# TASK TO COMPLETE
Go to the line containing "Query: bare tree" in the records below and print it and every following line exactly, on through the line containing "mark: the brown boot, one point per instance", then stop.

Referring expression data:
----------

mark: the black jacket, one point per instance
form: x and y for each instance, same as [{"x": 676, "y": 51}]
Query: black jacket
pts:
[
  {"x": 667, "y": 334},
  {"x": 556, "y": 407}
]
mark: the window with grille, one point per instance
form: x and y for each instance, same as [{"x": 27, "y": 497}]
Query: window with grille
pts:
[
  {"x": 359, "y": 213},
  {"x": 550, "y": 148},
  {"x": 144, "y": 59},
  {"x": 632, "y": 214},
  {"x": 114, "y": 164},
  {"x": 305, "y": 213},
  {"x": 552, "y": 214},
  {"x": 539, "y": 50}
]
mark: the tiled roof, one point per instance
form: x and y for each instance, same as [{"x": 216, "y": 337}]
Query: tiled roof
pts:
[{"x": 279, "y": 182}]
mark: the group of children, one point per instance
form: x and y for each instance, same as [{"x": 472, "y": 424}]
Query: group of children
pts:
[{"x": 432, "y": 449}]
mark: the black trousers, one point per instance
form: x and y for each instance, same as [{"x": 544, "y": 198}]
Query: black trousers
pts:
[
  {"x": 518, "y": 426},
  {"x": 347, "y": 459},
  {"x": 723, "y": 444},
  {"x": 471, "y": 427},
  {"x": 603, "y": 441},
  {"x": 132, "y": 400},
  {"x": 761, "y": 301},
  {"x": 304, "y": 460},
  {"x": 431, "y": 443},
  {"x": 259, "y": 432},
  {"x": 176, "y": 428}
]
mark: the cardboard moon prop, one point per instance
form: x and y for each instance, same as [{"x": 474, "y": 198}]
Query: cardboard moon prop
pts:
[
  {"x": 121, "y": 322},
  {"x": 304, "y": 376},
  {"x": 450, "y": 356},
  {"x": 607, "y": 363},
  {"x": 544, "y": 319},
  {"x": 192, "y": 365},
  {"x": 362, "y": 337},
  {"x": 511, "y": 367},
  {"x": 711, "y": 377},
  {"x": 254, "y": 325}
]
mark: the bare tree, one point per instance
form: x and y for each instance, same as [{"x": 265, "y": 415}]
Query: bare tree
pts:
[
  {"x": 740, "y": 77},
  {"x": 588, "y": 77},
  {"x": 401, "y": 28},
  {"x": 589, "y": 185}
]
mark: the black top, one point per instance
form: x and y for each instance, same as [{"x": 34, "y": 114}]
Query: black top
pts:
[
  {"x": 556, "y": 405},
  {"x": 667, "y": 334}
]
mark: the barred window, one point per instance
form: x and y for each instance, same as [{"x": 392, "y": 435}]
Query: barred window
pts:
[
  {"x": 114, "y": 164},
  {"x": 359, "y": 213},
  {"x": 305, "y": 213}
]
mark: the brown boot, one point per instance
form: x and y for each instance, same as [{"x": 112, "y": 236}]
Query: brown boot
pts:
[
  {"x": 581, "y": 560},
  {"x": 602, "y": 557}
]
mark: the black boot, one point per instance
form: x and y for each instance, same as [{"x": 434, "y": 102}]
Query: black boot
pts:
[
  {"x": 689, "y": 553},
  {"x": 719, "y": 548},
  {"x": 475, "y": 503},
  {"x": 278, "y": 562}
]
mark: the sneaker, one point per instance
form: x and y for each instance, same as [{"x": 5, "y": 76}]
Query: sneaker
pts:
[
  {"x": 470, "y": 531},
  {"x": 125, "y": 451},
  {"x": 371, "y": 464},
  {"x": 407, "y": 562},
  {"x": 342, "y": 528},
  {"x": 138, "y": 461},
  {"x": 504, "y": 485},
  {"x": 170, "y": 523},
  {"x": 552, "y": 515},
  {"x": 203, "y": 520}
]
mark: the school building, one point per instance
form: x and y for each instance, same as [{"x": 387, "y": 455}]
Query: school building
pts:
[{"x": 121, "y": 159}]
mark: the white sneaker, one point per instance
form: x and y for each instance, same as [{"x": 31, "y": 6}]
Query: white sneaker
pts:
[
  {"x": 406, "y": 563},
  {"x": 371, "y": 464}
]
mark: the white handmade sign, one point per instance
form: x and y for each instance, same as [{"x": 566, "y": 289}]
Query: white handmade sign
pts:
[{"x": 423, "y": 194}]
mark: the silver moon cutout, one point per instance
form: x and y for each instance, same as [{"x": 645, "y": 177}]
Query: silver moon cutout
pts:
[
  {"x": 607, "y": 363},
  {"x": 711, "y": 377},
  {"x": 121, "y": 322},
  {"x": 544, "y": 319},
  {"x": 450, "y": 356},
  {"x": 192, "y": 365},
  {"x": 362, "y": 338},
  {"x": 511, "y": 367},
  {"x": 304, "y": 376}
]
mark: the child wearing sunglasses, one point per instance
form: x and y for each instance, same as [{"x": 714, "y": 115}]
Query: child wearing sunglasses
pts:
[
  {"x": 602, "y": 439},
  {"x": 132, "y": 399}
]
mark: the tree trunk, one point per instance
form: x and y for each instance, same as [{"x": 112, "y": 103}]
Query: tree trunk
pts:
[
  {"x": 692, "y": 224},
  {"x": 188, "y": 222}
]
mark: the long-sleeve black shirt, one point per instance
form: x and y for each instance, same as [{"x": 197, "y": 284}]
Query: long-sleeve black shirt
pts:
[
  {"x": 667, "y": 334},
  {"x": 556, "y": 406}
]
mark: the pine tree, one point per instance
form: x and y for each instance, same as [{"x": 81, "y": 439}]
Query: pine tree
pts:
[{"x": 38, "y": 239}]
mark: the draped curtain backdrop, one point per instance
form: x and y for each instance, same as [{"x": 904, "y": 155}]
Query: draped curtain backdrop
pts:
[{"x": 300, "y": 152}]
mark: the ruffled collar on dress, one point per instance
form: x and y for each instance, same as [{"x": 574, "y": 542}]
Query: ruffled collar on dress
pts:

----------

# EXERCISE ANSWER
Query: bare tree
pts:
[
  {"x": 740, "y": 77},
  {"x": 588, "y": 77},
  {"x": 401, "y": 28},
  {"x": 589, "y": 185}
]
mark: the black top, one point per instance
form: x and y for each instance, same as [{"x": 34, "y": 114}]
Query: black top
pts:
[
  {"x": 556, "y": 405},
  {"x": 667, "y": 334}
]
mark: the barred window, one point per instance
form: x and y for each instance, same as [{"x": 392, "y": 435}]
Query: barred window
pts:
[
  {"x": 114, "y": 164},
  {"x": 359, "y": 213},
  {"x": 305, "y": 213}
]
mark: the brown boot, one point per instance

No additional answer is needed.